Infection is commonly detectable by the presence of cysts or trophozoites in fecal samples. The probability of finding either or both the cyst and trophozoite stage in feces is very low, and often up to thousands of samples are required before detection is achieved. Since this genus does not cause any disease-like symptoms, diagnosis usually only occurs when it is being specifically looked for, such as in studies targeting presence of Retortamonas in patients. In other cases, it is found in patients who are infected with additional pathogenic parasites and being treated for those symptoms. This is common because transmission via the fecal-oral route is the mode used by many parasites, and so individuals are often infected with multiple species at a time.

===Treatment===

There is no known treatment for infection of this parasite, most likely due to the fact that it is non-pathogenic and requires no intensive medical attention.

==Morphology and anatomy==
===Trophozoites===

The trophozoite shape varies among Retortamonas species. Pyriform, fusiform, and rounded structures have all been found. Many are described to have a blunt anterior region and a pointed posterior, ending in a needle-like tail. A notable difference in cell length among species has also been recognized. All species have an enlarged feeding groove acting as the mouth of the organism and a small nucleus located in the anterior region of the cell body. The feeding groove, located near the nucleus, is divided into two sections; an anterior and a posterior pocket positioned in the upper region and deeper within the cell respectively. Retortamonas species lack of an axostyle, kinetoplast, and parabasal body. In addition, species of this genus also lack mitochondria, Golgi apparatus, and an undulating membrane, a shared characteristic with the other genus of the family Retortamonadidae. All species of Retortamonas possess two flagella; one free, anteriorly-directed flagellum, and one posteriorly-directed, vaned, trailing flagellum located in the feeding groove. While in some species the posterior flagellum is confined within the feeding groove, in others it extends far out beyond this oral pouch. The functionality of both the anterior and posterior flagella is consistent across all Retortamonas species. The anterior flagellum aids in locomotion by moving in a whip-like motion, allowing the cell body to propel forward. The trailing, recurrent flagellum extends out from the feeding groove and is most likely involved only in feeding mechanisms such as ingestion. A single, spherical nucleus is present in the anterior region of the cell body.
....
TASK LIST:
1. Write out the Retortamonas text word for word, everything from "There is no" down to "intensive medical attention.".
2. According to the Retortamonas text, where in the cell body is the nucleus located?
3. Name every structure that the Retortamonas text says species of this genus lack.
....
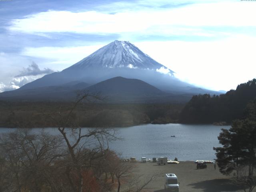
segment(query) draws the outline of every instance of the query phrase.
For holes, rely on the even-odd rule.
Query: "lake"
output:
[[[220,146],[217,137],[221,129],[230,127],[170,124],[122,128],[119,129],[118,136],[124,139],[110,143],[110,147],[124,158],[166,156],[182,161],[213,160],[216,158],[213,147]],[[33,131],[39,132],[42,129],[35,128]],[[11,130],[13,129],[0,128],[0,133]],[[44,130],[54,134],[58,133],[54,128]]]

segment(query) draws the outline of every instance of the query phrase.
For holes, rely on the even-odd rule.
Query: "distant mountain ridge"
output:
[[[182,110],[180,121],[186,123],[230,124],[235,119],[242,118],[246,105],[255,99],[256,79],[254,79],[219,96],[193,96]]]
[[[165,71],[164,73],[162,72],[163,70]],[[143,91],[146,91],[146,87],[148,88],[150,85],[154,87],[155,91],[156,89],[158,89],[163,92],[176,96],[220,94],[182,82],[176,78],[174,73],[171,69],[158,63],[130,42],[116,40],[61,72],[45,75],[26,84],[17,90],[0,93],[0,97],[2,98],[4,96],[8,95],[14,98],[21,93],[22,93],[24,94],[26,92],[28,98],[32,98],[34,96],[43,98],[44,95],[49,95],[51,92],[53,95],[56,96],[56,99],[58,97],[58,92],[56,91],[58,90],[62,95],[62,98],[64,98],[66,95],[67,99],[70,99],[72,97],[71,92],[76,89],[83,89],[89,85],[95,85],[116,77],[137,80],[139,84],[143,84],[144,88],[138,89]],[[141,82],[138,81],[138,80],[145,83],[142,84]],[[131,81],[128,81],[133,86],[135,87],[138,86]],[[86,84],[84,84],[85,83]],[[118,84],[109,87],[108,89],[114,92],[113,87],[117,85]],[[92,87],[95,88],[95,86]],[[130,87],[129,85],[127,84],[125,86]],[[123,88],[119,86],[118,91],[123,92],[124,90],[122,89]],[[101,91],[107,91],[107,89],[104,89],[103,87],[101,88]],[[34,92],[35,90],[41,93],[40,95]],[[108,91],[108,94],[110,94],[109,92]],[[112,93],[113,94],[114,93]],[[140,94],[138,92],[137,94]],[[181,96],[182,98],[183,97]],[[175,97],[176,100],[178,97]],[[128,99],[127,97],[126,98],[126,99]],[[157,100],[159,100],[158,98]],[[167,100],[169,100],[169,99]]]

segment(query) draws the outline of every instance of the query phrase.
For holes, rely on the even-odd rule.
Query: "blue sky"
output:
....
EXERCISE RESULTS:
1.
There is no known treatment for infection of this parasite, most likely due to the fact that it is non-pathogenic and requires no intensive medical attention.

2. In the anterior region of the cell body.

3. Axostyle, kinetoplast, parabasal body, mitochondria, Golgi apparatus, undulating membrane